___ Document text
I have been trying to wonder for past few days why The Kite Runner had shaken me so hard. As I wrote in my last post about this book, I had felt very lonely and wanted to reach out my friend. My friend, unfortunately, was unavailable.
I eagerly read reactions from others who read the book, also spoke to other readers of this book. Though most seemed to like the book and were moved, no one seemed to be as shaken as me. Deep in my heart, I knew there was some darker reason for my intense reaction to the book. It was a niggling doubt, but I have finally gathered the courage to admit it. It is high time I faced the truth. It concerns my little sister.
My sister is MSW (Masters in Social Work) student, some years younger to me. Like most younger sisters, she holds me in esteem, without me doing anything special to earn her esteem. She trusts me completely, and looks up to me to guide in every situation. Though I believe I have never given her a reason to break her trust, I am sure I have failed her completely in latter.
______
___ Study material
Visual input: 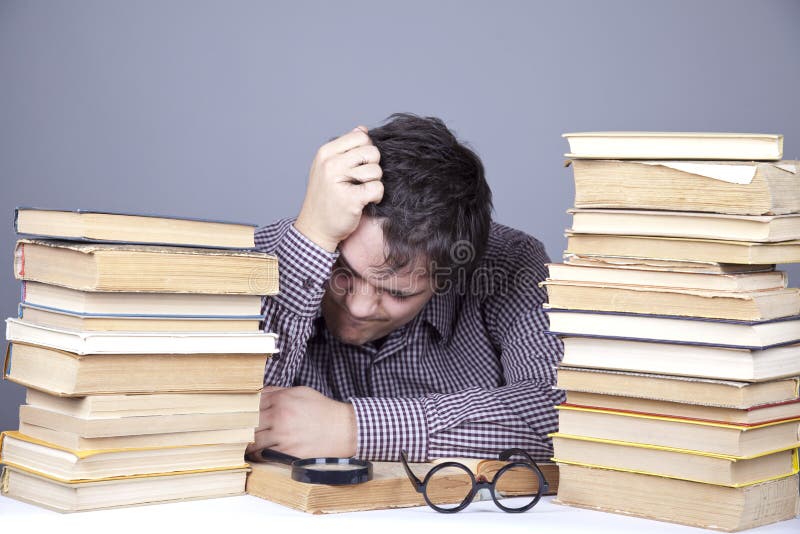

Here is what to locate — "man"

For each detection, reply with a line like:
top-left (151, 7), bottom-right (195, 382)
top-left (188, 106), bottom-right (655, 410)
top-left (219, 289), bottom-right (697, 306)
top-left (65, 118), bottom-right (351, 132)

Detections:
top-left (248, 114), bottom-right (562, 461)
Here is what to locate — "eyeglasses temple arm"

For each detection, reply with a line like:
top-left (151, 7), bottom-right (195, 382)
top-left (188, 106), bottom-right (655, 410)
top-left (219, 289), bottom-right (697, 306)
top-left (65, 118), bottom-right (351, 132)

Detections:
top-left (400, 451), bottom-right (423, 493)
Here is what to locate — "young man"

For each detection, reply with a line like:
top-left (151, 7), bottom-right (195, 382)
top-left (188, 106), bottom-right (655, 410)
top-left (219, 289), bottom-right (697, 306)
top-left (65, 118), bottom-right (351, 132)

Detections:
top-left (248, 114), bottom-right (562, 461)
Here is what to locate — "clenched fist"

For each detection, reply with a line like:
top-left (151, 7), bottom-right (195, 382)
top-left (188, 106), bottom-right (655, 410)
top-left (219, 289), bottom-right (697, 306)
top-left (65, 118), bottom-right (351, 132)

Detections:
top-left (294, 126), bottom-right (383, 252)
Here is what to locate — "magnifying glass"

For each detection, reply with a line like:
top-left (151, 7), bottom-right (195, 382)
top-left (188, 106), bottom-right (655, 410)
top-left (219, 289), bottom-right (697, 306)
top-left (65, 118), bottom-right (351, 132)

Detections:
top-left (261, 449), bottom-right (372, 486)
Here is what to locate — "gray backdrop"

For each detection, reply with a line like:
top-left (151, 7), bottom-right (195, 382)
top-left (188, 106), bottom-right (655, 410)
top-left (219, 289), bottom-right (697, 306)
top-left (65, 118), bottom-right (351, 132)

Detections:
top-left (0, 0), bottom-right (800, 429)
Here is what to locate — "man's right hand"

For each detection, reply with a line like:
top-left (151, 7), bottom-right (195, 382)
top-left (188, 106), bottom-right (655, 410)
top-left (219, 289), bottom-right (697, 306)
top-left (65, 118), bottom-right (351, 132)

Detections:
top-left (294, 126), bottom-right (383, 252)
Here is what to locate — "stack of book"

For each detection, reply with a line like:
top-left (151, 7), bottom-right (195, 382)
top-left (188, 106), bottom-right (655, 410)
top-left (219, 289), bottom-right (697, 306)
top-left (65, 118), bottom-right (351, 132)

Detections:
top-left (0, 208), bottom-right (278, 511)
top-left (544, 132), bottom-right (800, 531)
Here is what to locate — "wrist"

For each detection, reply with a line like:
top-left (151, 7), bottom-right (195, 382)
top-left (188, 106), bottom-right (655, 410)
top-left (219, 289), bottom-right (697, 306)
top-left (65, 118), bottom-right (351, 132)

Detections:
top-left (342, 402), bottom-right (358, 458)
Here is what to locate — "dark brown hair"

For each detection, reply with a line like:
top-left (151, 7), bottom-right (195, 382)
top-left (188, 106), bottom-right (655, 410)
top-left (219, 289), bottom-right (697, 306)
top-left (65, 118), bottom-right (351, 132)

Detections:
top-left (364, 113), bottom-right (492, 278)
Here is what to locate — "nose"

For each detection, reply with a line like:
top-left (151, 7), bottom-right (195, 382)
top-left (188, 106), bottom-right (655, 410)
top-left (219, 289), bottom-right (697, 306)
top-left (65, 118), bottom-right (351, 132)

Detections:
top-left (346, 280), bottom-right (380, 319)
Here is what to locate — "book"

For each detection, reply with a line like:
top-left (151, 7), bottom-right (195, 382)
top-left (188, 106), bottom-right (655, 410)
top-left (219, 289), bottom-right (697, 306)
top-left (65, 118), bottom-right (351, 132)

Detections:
______
# Directions
• A. In the reflection on The Kite Runner, why does the writer come to suspect a darker reason behind such an intense reaction to the book? Answer in one to three sentences.
• B. Carry on the reflection on The Kite Runner from its final sentence.

# Results
• A. The writer read other people's reactions and talked with other readers. Most of them liked the book and were moved by it, but none seemed as shaken as the writer. That gap led to the niggling doubt that something darker lay behind the reaction.

• B.
Like Hassan in The Kite Runner, my sister is as pure and loyal. For her, my word is the last word. She has never complained, she never will. But it is difficult for me to hide my guilt. My sister was interning in an organization in an alien city, at least 6-7 hours faraway than the city I live in. She was very unwell—with a malfunctioning liver that would not digest her food, a swollen hand due to a spinal cord stress, and a viral fever. (She told me about her hand too late, and I had advised her to consult a doctor immediately.) When she was unwell, struggling alone in that unknown city, I was only advising her, instructing (sometimes harshly), how to take care of herself. I did my best to provide her every comfort that money could buy. But I did not give her what she wanted most, what perhaps could have been her cure.
I did not give her my presence, my shoulder to lean on. I understand her too well to know part of the reason for her sickness was loneliness. Instead of visiting her, what did I do? Kept myself as immersed in work as always. Perhaps I did not even speak to her adequately, because when I am at work, I don’t remember anything. That’s how I have been. I have been known to go without lunch for months. It would either take either throbbing headaches or some caring friends to remind me that it is mealtime. When I am at work, I don’t remember if I have an ailing granny at home. When I am home, I do not remember that nasty colleague either. So until my day at work ended, I never remembered my sis was ill!
Of course, if she called me in day, I would call her back. But she is my sister, has similar genes. She wouldn’t call when she knew I was working. She slogged herself in that organization in such a state of illness. Such heightened commitment when you are just interning! And what I did, I shouted at her, in my frustration and guilt, why are you going to work? Why are you eating this? Why don’t you get the physiotherapy done? Find a better doctor? Buy almonds, buy this, buy that…I will send you more money… All reeking of money, as Amir said in The Kite Runner. No real concern or love.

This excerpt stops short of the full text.